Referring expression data

———

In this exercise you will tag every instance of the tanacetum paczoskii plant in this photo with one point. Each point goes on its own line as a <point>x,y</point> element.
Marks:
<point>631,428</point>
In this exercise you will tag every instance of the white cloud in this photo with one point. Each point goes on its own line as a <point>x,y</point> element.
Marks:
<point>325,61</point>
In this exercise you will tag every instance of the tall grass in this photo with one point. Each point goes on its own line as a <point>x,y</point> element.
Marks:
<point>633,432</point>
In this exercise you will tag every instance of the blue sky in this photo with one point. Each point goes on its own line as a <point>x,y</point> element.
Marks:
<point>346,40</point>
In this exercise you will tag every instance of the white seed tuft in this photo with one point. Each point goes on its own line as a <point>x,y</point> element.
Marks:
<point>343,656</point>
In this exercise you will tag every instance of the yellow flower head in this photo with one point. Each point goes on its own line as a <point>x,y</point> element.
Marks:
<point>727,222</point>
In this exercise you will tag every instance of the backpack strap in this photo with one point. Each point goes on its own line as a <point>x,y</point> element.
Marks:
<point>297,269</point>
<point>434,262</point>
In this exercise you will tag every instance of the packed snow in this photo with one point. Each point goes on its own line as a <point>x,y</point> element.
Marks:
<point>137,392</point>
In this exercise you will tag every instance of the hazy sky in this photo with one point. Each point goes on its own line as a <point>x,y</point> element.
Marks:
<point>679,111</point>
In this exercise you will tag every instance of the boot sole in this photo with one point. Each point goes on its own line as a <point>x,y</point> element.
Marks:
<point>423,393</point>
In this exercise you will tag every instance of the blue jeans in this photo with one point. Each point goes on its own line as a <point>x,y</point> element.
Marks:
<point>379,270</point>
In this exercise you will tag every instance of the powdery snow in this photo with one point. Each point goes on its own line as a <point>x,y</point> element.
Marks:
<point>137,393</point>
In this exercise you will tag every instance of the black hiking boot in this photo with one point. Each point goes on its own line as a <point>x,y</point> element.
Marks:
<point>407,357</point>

———

Description of the task — What is needed is an exact copy of the lines from the one containing "In this exercise you will tag every instance of the black" through the last line of the records, and nothing else.

Written answer —
In this exercise you will tag every instance of the black hiking boot in this photo with one point. Each point goes on its own line as a <point>x,y</point> element.
Marks:
<point>407,357</point>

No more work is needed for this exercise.